Given task –
Substitute "running board" for "side step bar" in the entries below, starting at the line containing "Annotate the front door" and ending at the line containing "174, 80, 212, 132". Return only those lines, with everything else unchanged.

Records for processing –

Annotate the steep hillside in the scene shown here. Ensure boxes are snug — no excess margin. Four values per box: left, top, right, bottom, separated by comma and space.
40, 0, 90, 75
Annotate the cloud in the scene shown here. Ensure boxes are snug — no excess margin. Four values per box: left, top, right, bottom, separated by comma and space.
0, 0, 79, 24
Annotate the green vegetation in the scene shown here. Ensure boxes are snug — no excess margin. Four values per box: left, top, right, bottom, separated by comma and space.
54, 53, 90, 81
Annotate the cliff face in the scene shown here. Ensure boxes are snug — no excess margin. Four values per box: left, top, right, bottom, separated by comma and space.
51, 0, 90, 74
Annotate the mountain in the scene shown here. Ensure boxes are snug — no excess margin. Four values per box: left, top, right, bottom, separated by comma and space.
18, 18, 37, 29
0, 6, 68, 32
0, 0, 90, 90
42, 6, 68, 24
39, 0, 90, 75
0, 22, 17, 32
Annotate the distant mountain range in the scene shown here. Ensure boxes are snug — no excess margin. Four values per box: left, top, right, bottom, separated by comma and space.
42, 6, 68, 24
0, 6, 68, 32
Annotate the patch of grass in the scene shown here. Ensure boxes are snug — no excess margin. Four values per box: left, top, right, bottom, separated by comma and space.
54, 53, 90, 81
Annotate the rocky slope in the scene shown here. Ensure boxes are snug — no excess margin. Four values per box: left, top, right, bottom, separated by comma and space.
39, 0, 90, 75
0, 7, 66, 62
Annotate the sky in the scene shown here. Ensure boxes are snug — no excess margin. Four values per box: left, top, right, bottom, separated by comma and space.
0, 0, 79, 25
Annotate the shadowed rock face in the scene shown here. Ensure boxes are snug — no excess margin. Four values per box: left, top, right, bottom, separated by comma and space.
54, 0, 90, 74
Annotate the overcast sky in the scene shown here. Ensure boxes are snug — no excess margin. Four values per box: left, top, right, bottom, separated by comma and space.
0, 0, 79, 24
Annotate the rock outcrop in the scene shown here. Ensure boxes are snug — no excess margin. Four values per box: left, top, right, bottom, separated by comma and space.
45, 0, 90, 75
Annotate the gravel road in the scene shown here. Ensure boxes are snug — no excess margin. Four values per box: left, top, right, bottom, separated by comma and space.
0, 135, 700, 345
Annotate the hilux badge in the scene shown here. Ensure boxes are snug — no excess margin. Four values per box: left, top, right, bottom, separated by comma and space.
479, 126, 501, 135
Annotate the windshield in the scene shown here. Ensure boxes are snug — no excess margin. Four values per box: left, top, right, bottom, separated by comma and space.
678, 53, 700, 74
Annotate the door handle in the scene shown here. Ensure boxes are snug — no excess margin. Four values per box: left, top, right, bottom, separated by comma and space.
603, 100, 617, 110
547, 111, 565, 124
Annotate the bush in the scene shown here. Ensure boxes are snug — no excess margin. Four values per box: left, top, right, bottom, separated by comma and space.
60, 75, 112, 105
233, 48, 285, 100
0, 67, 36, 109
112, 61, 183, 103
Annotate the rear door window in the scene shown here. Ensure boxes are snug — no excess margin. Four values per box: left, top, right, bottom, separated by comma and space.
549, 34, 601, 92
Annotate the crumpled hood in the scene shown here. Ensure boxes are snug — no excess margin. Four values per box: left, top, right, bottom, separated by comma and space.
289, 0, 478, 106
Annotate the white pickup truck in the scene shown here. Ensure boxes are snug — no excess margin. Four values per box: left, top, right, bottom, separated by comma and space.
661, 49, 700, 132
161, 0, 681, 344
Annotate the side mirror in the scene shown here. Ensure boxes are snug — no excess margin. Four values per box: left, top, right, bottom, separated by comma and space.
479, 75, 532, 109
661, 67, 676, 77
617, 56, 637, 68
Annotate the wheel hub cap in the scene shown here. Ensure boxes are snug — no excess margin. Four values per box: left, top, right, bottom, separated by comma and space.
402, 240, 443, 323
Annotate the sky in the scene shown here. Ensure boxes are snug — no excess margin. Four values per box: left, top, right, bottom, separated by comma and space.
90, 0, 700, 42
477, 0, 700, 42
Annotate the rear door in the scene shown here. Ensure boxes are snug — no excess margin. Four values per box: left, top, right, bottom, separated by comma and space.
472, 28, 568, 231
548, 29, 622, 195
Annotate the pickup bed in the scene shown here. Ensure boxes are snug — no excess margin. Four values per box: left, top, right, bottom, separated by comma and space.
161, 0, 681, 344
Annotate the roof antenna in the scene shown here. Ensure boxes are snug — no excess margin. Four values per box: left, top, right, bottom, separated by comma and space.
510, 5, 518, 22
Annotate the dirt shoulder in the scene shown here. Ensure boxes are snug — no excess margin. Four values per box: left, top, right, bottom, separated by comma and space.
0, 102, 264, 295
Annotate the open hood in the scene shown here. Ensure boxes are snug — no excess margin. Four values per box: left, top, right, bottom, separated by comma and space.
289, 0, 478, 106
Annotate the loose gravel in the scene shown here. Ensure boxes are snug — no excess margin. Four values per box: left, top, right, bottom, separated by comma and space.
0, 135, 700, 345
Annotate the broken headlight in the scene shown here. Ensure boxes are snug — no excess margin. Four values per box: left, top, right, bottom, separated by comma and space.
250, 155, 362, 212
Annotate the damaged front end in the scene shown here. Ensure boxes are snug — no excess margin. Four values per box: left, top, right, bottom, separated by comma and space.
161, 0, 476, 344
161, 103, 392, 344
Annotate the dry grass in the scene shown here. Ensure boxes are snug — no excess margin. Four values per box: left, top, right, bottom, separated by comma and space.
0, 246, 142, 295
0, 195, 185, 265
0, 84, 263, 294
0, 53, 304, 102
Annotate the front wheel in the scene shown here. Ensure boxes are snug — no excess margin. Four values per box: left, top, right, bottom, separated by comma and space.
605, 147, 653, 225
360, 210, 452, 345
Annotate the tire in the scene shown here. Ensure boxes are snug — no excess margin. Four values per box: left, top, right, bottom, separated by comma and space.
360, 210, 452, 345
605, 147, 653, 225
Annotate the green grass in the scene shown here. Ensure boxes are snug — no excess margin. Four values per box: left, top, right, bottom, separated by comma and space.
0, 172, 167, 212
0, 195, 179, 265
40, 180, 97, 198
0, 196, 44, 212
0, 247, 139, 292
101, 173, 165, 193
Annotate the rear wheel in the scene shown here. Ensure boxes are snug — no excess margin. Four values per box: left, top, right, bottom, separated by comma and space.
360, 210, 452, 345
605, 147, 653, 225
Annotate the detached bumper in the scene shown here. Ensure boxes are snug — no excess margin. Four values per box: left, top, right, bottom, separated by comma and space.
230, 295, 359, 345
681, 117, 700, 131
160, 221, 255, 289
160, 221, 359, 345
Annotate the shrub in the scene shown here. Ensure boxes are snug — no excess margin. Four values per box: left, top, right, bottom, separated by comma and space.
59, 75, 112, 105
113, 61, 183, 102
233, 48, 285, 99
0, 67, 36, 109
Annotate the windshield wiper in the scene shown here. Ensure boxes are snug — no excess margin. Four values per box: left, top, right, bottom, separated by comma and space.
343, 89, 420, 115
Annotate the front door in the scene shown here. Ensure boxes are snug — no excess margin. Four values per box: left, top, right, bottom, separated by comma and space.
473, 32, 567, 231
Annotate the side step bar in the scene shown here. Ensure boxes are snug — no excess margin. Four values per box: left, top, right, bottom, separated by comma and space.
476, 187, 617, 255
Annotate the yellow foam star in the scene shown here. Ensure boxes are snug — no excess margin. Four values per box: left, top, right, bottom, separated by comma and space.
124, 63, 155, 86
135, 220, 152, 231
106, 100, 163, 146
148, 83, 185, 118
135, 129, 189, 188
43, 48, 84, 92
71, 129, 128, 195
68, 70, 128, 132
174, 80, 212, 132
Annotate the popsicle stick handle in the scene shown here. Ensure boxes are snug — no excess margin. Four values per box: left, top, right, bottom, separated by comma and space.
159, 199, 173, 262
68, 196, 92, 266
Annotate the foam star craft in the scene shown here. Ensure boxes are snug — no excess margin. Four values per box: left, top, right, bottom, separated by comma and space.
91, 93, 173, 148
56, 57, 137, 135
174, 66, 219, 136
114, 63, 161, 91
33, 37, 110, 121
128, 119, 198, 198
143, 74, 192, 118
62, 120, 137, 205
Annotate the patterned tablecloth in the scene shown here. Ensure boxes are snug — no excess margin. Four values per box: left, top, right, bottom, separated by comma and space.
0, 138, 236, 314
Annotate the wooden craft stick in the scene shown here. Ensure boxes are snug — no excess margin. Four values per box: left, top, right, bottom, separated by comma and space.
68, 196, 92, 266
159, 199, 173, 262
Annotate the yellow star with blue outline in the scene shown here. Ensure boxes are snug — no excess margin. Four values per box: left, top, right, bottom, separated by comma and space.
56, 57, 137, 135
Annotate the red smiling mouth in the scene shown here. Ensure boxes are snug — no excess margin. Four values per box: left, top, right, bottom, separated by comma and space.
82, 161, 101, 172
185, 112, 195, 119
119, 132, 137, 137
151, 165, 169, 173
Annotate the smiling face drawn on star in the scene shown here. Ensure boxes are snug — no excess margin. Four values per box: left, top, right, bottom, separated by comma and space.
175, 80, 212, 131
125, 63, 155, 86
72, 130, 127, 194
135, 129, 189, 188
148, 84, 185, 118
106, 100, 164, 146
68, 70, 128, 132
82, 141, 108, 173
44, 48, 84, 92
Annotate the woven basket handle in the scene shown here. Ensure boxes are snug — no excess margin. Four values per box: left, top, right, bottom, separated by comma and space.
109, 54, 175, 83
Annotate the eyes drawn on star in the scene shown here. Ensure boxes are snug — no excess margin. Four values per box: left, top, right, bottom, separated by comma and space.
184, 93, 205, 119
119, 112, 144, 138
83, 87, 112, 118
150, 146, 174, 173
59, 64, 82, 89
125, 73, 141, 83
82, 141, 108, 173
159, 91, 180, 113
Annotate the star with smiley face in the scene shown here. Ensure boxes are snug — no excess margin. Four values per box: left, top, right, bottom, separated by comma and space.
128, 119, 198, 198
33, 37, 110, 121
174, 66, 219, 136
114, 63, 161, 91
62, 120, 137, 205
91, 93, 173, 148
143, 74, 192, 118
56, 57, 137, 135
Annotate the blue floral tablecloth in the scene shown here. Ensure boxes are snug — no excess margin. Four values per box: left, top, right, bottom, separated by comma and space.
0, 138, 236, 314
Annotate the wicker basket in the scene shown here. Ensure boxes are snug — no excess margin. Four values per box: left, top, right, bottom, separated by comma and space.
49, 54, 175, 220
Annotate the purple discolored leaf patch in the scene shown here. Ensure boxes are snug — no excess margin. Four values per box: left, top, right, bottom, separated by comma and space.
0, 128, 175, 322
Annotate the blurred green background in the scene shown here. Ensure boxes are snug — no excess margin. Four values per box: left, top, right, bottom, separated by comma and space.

Completed exercise –
Annotate the front door in the scene shown here. Ensure boxes are snug — no excess margin. Four values per box: left, top, right, bottom, separated by comma and space.
473, 32, 567, 231
Annotate the running board in the scene shown here. Ensure boxes are snug — no excess margin. Four values per box: left, top, right, bottom, separated by comma and space.
476, 187, 617, 255
Annotate the yellow foam star in the scene shown here. Ensure boxes are snug — no excess margin. Four values per box: left, top, right, bottom, separated by comma and space.
124, 63, 155, 86
135, 220, 152, 231
106, 100, 163, 146
148, 83, 185, 118
135, 129, 189, 188
43, 48, 84, 92
71, 129, 128, 195
68, 70, 128, 132
174, 80, 212, 132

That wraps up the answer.